>> START EXERCISE MATERIALS

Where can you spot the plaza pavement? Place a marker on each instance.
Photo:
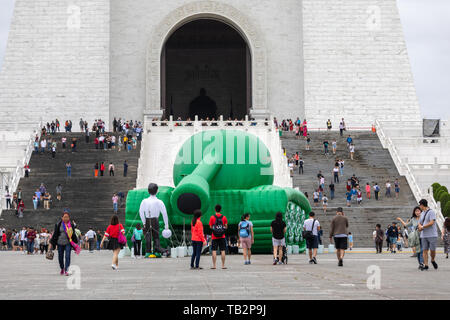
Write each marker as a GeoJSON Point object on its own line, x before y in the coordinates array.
{"type": "Point", "coordinates": [34, 277]}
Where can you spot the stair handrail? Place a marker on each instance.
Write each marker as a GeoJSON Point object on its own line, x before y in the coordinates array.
{"type": "Point", "coordinates": [405, 170]}
{"type": "Point", "coordinates": [19, 170]}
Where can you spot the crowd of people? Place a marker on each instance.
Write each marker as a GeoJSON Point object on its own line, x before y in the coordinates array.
{"type": "Point", "coordinates": [125, 136]}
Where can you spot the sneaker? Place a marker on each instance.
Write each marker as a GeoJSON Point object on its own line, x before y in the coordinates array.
{"type": "Point", "coordinates": [434, 264]}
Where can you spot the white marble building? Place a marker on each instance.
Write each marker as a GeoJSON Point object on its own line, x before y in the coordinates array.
{"type": "Point", "coordinates": [317, 59]}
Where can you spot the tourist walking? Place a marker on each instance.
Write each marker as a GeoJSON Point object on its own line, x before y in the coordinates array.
{"type": "Point", "coordinates": [137, 240]}
{"type": "Point", "coordinates": [116, 236]}
{"type": "Point", "coordinates": [246, 237]}
{"type": "Point", "coordinates": [197, 238]}
{"type": "Point", "coordinates": [218, 223]}
{"type": "Point", "coordinates": [125, 168]}
{"type": "Point", "coordinates": [65, 239]}
{"type": "Point", "coordinates": [336, 173]}
{"type": "Point", "coordinates": [149, 212]}
{"type": "Point", "coordinates": [31, 235]}
{"type": "Point", "coordinates": [378, 238]}
{"type": "Point", "coordinates": [392, 233]}
{"type": "Point", "coordinates": [428, 233]}
{"type": "Point", "coordinates": [96, 167]}
{"type": "Point", "coordinates": [115, 200]}
{"type": "Point", "coordinates": [90, 239]}
{"type": "Point", "coordinates": [311, 228]}
{"type": "Point", "coordinates": [397, 188]}
{"type": "Point", "coordinates": [300, 165]}
{"type": "Point", "coordinates": [368, 188]}
{"type": "Point", "coordinates": [69, 169]}
{"type": "Point", "coordinates": [388, 189]}
{"type": "Point", "coordinates": [278, 230]}
{"type": "Point", "coordinates": [339, 234]}
{"type": "Point", "coordinates": [111, 169]}
{"type": "Point", "coordinates": [59, 192]}
{"type": "Point", "coordinates": [446, 236]}
{"type": "Point", "coordinates": [351, 149]}
{"type": "Point", "coordinates": [413, 235]}
{"type": "Point", "coordinates": [376, 190]}
{"type": "Point", "coordinates": [324, 203]}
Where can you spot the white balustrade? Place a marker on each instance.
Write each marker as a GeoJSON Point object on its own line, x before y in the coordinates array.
{"type": "Point", "coordinates": [18, 172]}
{"type": "Point", "coordinates": [405, 169]}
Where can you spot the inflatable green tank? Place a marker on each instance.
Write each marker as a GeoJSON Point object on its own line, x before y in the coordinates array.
{"type": "Point", "coordinates": [234, 169]}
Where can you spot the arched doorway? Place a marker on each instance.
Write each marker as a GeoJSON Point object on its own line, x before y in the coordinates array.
{"type": "Point", "coordinates": [206, 71]}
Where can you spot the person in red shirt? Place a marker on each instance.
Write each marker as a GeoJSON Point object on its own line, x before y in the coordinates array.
{"type": "Point", "coordinates": [218, 224]}
{"type": "Point", "coordinates": [198, 239]}
{"type": "Point", "coordinates": [113, 232]}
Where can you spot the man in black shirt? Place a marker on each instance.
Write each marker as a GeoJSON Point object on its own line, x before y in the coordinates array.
{"type": "Point", "coordinates": [392, 233]}
{"type": "Point", "coordinates": [331, 191]}
{"type": "Point", "coordinates": [278, 229]}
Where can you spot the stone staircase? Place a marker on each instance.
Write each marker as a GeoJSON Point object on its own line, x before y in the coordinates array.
{"type": "Point", "coordinates": [371, 164]}
{"type": "Point", "coordinates": [88, 199]}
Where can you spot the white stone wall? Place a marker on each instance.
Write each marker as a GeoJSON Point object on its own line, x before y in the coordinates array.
{"type": "Point", "coordinates": [157, 166]}
{"type": "Point", "coordinates": [134, 21]}
{"type": "Point", "coordinates": [57, 61]}
{"type": "Point", "coordinates": [356, 63]}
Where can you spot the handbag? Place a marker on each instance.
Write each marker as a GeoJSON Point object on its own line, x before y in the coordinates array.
{"type": "Point", "coordinates": [121, 238]}
{"type": "Point", "coordinates": [49, 255]}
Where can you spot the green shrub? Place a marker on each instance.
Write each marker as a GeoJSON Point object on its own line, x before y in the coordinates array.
{"type": "Point", "coordinates": [446, 210]}
{"type": "Point", "coordinates": [444, 199]}
{"type": "Point", "coordinates": [439, 194]}
{"type": "Point", "coordinates": [435, 187]}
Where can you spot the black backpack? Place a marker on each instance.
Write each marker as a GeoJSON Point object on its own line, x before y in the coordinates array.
{"type": "Point", "coordinates": [218, 227]}
{"type": "Point", "coordinates": [307, 235]}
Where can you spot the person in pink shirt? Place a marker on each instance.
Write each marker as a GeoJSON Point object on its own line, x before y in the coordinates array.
{"type": "Point", "coordinates": [115, 200]}
{"type": "Point", "coordinates": [368, 190]}
{"type": "Point", "coordinates": [305, 129]}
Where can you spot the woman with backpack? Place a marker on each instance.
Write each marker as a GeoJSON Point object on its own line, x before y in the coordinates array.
{"type": "Point", "coordinates": [116, 235]}
{"type": "Point", "coordinates": [278, 230]}
{"type": "Point", "coordinates": [65, 238]}
{"type": "Point", "coordinates": [413, 234]}
{"type": "Point", "coordinates": [246, 237]}
{"type": "Point", "coordinates": [137, 240]}
{"type": "Point", "coordinates": [198, 239]}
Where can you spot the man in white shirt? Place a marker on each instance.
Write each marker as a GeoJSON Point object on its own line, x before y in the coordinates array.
{"type": "Point", "coordinates": [149, 212]}
{"type": "Point", "coordinates": [90, 238]}
{"type": "Point", "coordinates": [43, 145]}
{"type": "Point", "coordinates": [312, 242]}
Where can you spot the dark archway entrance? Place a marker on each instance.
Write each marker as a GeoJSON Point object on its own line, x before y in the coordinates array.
{"type": "Point", "coordinates": [206, 70]}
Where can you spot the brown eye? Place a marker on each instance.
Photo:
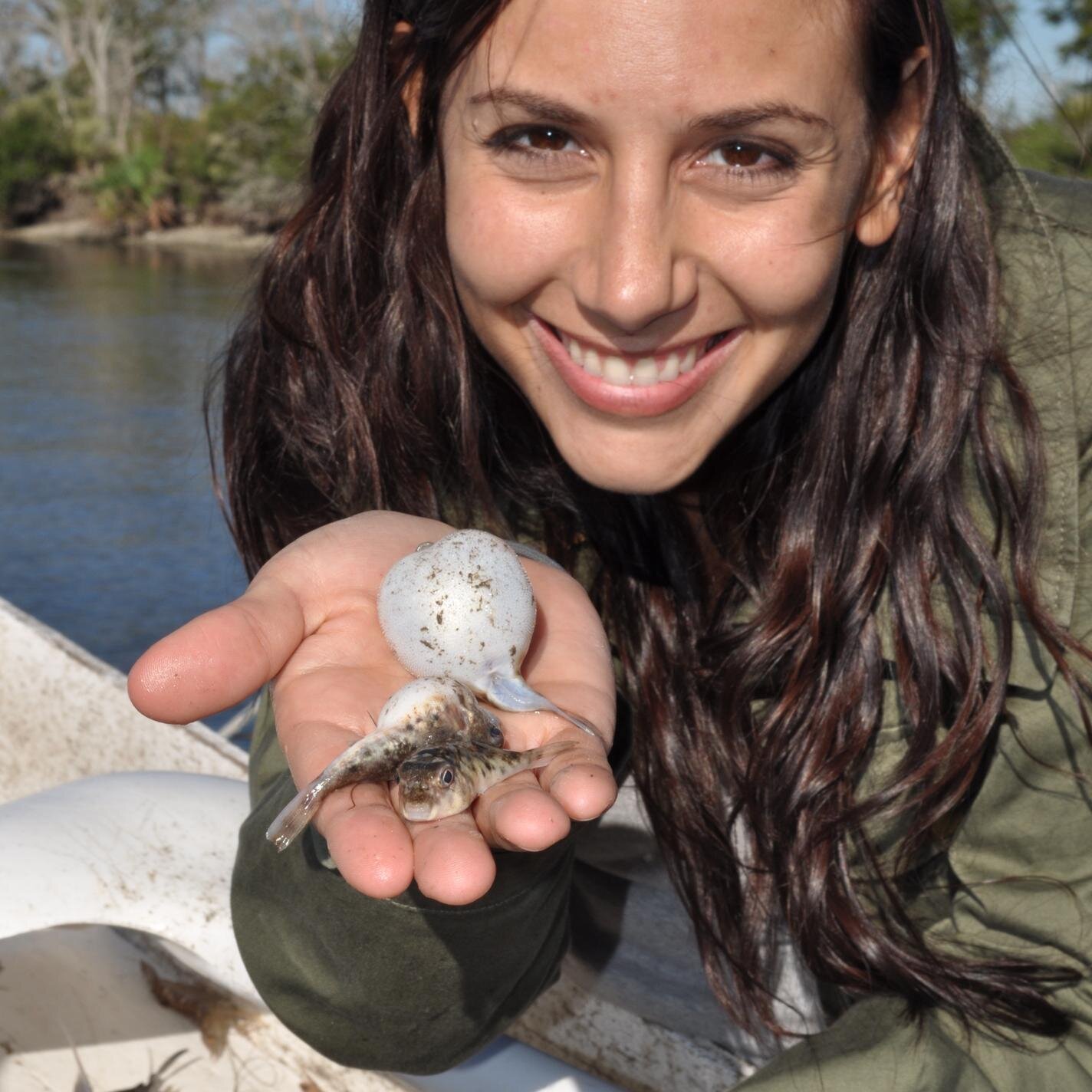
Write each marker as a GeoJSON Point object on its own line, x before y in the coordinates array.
{"type": "Point", "coordinates": [738, 154]}
{"type": "Point", "coordinates": [548, 140]}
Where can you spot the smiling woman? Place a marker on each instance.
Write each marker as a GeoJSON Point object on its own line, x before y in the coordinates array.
{"type": "Point", "coordinates": [736, 311]}
{"type": "Point", "coordinates": [648, 235]}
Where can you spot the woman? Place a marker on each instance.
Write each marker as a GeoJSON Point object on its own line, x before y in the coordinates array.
{"type": "Point", "coordinates": [700, 298]}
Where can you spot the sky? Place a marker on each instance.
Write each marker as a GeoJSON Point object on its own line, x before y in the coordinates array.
{"type": "Point", "coordinates": [1016, 90]}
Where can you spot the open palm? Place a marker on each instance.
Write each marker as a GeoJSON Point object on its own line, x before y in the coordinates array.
{"type": "Point", "coordinates": [308, 621]}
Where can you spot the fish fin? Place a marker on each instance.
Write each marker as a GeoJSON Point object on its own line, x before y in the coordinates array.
{"type": "Point", "coordinates": [296, 815]}
{"type": "Point", "coordinates": [517, 696]}
{"type": "Point", "coordinates": [543, 756]}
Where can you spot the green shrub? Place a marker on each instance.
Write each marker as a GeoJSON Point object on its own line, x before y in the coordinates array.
{"type": "Point", "coordinates": [33, 147]}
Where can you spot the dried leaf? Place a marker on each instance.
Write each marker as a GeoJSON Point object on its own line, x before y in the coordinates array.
{"type": "Point", "coordinates": [212, 1010]}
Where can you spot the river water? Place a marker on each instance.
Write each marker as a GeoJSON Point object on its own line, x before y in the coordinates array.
{"type": "Point", "coordinates": [110, 531]}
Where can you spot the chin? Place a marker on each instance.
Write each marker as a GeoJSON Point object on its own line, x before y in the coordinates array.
{"type": "Point", "coordinates": [643, 479]}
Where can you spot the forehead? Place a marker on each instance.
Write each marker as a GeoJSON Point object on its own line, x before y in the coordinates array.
{"type": "Point", "coordinates": [673, 58]}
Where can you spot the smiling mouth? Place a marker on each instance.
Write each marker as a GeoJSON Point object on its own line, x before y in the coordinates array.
{"type": "Point", "coordinates": [621, 370]}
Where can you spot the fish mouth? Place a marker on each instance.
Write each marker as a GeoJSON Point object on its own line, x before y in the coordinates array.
{"type": "Point", "coordinates": [417, 813]}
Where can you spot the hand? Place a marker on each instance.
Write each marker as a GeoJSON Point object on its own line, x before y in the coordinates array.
{"type": "Point", "coordinates": [308, 621]}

>> END EXERCISE MATERIALS

WHAT TO WORK ON: Reproduce the material starting at the line containing "Where can you spot the forehead?" and ending at the last line, with every occurrence of "marker" changed to "pin" and nothing else altered.

PROBLEM SOLUTION:
Where can you spot the forehead? Place a pin on each instance.
Write each pin as a GeoJSON Point object on its own line, x before y in the coordinates array.
{"type": "Point", "coordinates": [673, 58]}
Where can you spot the smiling mouth? Place a pin on each instance.
Write each pin as a GeoJSON Point object on its own line, x before y in the coordinates array.
{"type": "Point", "coordinates": [621, 370]}
Where can you spot the fish mouth? Place a pin on each instance.
Write each pin as a GeoJSON Point object on its own line, x before y in the coordinates array.
{"type": "Point", "coordinates": [417, 813]}
Where can you spot the hand? Place a pin on each instance.
Write each pin as a GeoJSON Point object on its own line, x before y in the coordinates array.
{"type": "Point", "coordinates": [308, 621]}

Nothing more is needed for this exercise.